__Given request__
Locate each line below that contains the word "riser", and copy those lines. Treat uppercase and lowercase letters as different.

— BEGIN Stored records —

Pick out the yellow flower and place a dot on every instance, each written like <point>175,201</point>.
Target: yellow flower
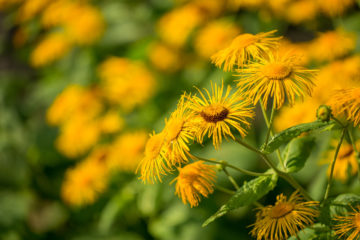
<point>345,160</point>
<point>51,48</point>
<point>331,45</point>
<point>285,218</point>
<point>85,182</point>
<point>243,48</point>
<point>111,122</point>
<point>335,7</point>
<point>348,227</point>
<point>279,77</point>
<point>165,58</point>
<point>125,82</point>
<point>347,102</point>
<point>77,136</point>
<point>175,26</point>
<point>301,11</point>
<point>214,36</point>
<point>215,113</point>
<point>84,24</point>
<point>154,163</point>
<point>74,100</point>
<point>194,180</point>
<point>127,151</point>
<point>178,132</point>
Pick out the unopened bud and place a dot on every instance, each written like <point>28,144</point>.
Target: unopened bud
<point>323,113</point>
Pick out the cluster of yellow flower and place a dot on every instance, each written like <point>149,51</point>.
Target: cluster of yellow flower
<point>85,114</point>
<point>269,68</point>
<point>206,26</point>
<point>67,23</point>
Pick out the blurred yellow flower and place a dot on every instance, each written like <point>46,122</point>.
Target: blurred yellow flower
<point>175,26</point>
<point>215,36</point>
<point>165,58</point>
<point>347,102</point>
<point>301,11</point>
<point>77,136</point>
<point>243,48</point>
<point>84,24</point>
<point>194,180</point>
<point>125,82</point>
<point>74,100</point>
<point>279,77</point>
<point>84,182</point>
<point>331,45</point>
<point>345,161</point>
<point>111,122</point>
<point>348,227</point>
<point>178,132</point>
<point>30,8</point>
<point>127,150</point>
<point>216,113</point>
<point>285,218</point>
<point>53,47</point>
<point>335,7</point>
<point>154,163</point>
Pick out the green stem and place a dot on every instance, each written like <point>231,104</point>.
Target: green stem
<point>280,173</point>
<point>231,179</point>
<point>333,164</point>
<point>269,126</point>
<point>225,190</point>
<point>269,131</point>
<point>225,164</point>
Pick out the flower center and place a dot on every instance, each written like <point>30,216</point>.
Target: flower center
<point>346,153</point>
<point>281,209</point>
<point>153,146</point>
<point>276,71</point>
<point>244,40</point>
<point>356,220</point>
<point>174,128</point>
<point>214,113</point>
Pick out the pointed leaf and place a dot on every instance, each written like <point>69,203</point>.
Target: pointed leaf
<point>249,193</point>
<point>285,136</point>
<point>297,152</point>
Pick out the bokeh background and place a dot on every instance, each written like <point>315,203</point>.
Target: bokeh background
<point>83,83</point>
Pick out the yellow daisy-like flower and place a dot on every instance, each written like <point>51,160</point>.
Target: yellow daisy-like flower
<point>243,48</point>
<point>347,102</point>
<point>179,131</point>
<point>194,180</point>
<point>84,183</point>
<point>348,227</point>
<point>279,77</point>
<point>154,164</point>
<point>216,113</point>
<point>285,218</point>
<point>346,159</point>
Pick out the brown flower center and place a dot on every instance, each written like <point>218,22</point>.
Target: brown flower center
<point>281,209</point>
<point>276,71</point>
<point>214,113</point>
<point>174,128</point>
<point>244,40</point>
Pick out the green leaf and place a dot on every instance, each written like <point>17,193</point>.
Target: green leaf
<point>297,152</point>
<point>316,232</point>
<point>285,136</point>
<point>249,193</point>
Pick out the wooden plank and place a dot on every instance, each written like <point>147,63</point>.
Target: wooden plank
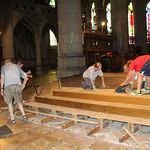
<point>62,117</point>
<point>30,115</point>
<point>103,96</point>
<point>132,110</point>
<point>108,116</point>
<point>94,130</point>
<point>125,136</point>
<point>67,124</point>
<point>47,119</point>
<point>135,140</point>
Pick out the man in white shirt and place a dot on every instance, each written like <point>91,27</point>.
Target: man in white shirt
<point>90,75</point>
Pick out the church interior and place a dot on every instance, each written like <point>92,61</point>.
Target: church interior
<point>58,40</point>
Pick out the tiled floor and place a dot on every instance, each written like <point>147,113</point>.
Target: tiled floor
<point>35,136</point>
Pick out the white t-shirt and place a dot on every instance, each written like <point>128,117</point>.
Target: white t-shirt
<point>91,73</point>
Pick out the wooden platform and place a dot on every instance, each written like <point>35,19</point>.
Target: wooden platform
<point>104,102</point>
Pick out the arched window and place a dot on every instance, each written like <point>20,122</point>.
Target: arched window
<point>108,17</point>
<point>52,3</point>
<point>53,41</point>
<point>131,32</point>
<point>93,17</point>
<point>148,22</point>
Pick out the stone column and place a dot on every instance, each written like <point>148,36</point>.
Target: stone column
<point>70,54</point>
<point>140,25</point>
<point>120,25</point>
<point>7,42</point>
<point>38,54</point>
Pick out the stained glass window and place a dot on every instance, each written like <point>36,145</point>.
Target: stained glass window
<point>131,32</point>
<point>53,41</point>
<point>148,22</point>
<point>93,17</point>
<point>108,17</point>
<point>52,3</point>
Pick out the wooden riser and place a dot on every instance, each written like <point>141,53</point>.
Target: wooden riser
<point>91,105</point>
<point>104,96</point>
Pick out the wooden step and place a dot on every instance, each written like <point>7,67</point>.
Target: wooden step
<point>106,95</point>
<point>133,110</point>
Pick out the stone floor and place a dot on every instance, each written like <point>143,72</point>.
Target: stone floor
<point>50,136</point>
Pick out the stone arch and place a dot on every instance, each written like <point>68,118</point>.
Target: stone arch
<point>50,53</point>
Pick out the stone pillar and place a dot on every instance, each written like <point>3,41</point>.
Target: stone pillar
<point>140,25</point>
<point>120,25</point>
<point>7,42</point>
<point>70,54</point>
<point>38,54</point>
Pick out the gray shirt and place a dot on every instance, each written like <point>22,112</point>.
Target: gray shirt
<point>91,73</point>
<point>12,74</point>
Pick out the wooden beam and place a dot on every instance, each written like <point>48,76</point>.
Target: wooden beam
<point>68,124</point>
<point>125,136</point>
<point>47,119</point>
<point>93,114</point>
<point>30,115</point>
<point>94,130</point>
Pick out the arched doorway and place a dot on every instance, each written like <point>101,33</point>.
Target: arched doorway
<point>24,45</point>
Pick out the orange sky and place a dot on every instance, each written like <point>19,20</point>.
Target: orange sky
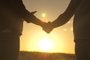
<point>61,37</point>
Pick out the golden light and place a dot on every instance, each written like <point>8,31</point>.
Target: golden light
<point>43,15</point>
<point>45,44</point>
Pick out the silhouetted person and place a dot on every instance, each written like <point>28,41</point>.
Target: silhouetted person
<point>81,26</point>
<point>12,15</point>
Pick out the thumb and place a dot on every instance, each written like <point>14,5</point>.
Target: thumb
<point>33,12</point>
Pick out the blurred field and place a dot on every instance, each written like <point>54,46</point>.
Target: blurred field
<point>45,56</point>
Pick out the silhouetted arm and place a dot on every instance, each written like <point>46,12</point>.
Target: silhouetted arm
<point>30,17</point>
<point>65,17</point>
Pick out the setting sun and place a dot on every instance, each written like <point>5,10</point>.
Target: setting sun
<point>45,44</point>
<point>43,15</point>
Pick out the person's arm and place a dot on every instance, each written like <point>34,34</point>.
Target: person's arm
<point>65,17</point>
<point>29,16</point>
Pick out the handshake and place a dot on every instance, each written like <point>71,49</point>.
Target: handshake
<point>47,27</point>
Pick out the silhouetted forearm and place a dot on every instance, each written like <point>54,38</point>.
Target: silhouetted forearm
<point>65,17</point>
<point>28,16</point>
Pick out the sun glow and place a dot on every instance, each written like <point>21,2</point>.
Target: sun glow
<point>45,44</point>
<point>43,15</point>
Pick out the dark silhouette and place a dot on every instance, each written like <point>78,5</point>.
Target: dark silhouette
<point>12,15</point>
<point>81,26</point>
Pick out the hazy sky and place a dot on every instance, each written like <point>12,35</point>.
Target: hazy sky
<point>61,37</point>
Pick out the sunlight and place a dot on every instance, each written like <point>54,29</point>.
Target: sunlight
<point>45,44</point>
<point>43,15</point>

— END Stored records —
— BEGIN Stored records —

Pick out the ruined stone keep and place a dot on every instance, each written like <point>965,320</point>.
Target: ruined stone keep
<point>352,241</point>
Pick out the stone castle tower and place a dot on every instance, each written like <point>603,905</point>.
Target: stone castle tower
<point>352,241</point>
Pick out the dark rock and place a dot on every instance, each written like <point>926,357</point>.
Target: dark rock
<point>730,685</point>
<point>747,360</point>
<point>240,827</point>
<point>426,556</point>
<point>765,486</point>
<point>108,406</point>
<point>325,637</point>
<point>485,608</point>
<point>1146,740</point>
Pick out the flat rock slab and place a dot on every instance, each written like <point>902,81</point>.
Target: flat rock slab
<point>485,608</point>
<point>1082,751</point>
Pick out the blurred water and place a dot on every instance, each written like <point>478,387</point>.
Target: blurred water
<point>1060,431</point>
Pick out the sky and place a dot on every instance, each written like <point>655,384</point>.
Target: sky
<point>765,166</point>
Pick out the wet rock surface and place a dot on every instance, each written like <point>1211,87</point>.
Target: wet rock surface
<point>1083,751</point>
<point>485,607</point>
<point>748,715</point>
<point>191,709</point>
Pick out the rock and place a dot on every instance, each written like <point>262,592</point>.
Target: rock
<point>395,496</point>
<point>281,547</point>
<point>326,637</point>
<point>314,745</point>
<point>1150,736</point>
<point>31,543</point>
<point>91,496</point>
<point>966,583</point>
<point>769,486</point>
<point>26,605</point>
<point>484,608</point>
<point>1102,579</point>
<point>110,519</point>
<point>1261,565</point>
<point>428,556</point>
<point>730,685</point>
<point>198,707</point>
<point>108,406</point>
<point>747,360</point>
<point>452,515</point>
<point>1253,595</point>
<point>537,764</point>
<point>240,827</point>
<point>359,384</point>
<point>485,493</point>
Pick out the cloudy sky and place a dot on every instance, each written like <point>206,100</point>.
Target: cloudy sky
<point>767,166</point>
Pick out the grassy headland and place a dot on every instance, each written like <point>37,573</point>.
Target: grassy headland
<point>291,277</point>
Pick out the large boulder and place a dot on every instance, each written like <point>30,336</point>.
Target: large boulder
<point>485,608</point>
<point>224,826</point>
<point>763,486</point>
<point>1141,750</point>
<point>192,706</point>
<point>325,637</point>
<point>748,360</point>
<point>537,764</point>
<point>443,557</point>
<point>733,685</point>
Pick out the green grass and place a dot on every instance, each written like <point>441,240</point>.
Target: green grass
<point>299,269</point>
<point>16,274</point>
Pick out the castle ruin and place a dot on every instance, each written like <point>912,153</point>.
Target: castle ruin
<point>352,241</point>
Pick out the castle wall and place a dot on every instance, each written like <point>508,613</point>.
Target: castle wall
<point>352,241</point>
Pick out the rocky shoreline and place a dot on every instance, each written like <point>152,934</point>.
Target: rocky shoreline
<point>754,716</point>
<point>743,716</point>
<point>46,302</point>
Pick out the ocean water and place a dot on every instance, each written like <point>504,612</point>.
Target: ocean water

— END Stored records —

__Output below__
Pick out the wooden riser and place a dot on every instance, each written like <point>141,53</point>.
Target: wooden riser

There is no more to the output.